Records from a dataset

· · · ·

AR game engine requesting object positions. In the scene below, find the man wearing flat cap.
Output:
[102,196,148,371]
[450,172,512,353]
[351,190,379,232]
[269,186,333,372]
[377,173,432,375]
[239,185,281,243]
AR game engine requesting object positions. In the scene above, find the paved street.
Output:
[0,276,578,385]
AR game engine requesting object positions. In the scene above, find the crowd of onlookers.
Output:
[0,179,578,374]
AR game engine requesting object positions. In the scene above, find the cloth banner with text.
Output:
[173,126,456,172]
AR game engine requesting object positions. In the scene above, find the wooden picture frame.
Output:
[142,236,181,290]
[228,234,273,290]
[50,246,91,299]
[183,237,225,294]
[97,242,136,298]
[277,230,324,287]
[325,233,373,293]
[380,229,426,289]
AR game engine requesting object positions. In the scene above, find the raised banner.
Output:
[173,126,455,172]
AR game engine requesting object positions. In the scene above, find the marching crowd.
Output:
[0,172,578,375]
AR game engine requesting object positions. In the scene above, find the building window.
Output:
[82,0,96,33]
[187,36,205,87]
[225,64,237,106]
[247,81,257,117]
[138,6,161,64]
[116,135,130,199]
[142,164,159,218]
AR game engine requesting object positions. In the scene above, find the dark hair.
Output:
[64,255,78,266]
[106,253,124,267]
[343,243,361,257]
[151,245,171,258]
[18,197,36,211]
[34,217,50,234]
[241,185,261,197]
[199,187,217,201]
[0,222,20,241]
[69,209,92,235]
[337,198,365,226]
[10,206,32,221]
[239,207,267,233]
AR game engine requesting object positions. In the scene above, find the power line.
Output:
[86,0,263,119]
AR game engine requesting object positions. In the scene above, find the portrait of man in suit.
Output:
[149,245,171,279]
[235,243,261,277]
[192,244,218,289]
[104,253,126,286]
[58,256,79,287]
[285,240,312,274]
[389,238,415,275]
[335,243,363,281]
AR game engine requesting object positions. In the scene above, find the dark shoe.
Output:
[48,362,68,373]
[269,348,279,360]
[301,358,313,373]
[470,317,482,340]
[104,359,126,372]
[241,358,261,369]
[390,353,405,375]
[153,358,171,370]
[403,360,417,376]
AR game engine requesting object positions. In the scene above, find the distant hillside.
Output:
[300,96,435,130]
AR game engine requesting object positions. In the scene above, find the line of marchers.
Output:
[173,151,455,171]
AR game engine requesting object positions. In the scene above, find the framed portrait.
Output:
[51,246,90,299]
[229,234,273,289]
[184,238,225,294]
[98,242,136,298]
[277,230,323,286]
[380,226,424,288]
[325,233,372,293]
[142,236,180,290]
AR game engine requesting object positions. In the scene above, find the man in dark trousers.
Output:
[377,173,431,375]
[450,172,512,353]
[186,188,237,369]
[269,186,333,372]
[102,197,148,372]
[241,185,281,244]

· · · ·

Write out every row above again, substituting "view" for each occurrence of "scene" and keeping everything else unchanged.

• **Written response**
AR game engine requesting object positions. In the view below, find the man wearing flat cap.
Output:
[102,196,148,371]
[450,172,512,353]
[351,190,379,232]
[269,186,333,372]
[377,173,432,375]
[239,185,281,243]
AR game engine requesting object positions. In the view above, find the paved street.
Output:
[0,276,578,385]
AR game engine requesting object positions. In the view above, find the crowd of onlookers.
Output:
[0,179,578,374]
AR game engine requesting object positions. In the view above, find the cloth banner with text.
Output:
[173,126,456,172]
AR game engine requesting object positions. In the view above, find the wooden picture frame.
Output:
[142,236,181,290]
[228,234,273,290]
[50,246,91,299]
[183,237,225,294]
[97,242,136,298]
[277,230,324,287]
[325,233,373,293]
[380,229,426,289]
AR game engine requesting object positions. In the view above, find the raised banner.
Output:
[173,126,455,172]
AR game engine requesting object positions. In the view above, find the marching crowd.
Output:
[0,172,578,375]
AR game engine requesting object positions. In the view above, find the building window.
Output:
[82,0,96,33]
[187,36,205,87]
[225,64,237,106]
[247,81,257,117]
[138,6,161,64]
[116,135,130,199]
[142,164,159,218]
AR game engine requesting object positions. In the view above, find the dark hair.
Output:
[64,255,78,266]
[106,253,124,267]
[343,243,361,257]
[151,245,171,258]
[18,197,36,211]
[34,217,50,234]
[241,185,261,197]
[199,187,217,201]
[0,222,20,241]
[69,209,92,235]
[337,198,365,226]
[10,206,32,221]
[239,207,267,233]
AR game engine requesting object positions. In the view above, find the power line.
Output:
[86,0,263,119]
AR game engine requesting object positions. In the view above, find the portrait of man in suit.
Output:
[149,245,171,279]
[235,243,261,277]
[192,244,218,289]
[104,253,126,286]
[58,256,79,287]
[285,240,312,274]
[389,238,415,275]
[335,243,363,281]
AR game engine requesting object positions. In the view above, find the dark shoe.
Output:
[48,362,68,373]
[269,348,279,360]
[301,358,313,373]
[470,317,482,340]
[104,359,126,372]
[241,358,261,369]
[390,353,405,375]
[153,358,171,370]
[403,360,417,376]
AR game engine requesting object positions. In the view above, find the distant hillside.
Output:
[300,96,435,130]
AR game engine requesting object positions. In the view above, find the line of marchers.
Output:
[173,151,455,171]
AR game engine requesting object positions. In the view above, find the framed portrait.
Output:
[51,246,90,299]
[229,234,273,289]
[184,238,225,294]
[98,242,136,298]
[277,230,323,286]
[380,226,424,288]
[325,233,372,293]
[142,236,180,290]
AR game engine requesting object positions. In the view above, find the man in dark trousers.
Output:
[377,173,431,375]
[450,172,512,353]
[186,188,237,369]
[269,186,333,372]
[102,197,148,372]
[241,185,281,244]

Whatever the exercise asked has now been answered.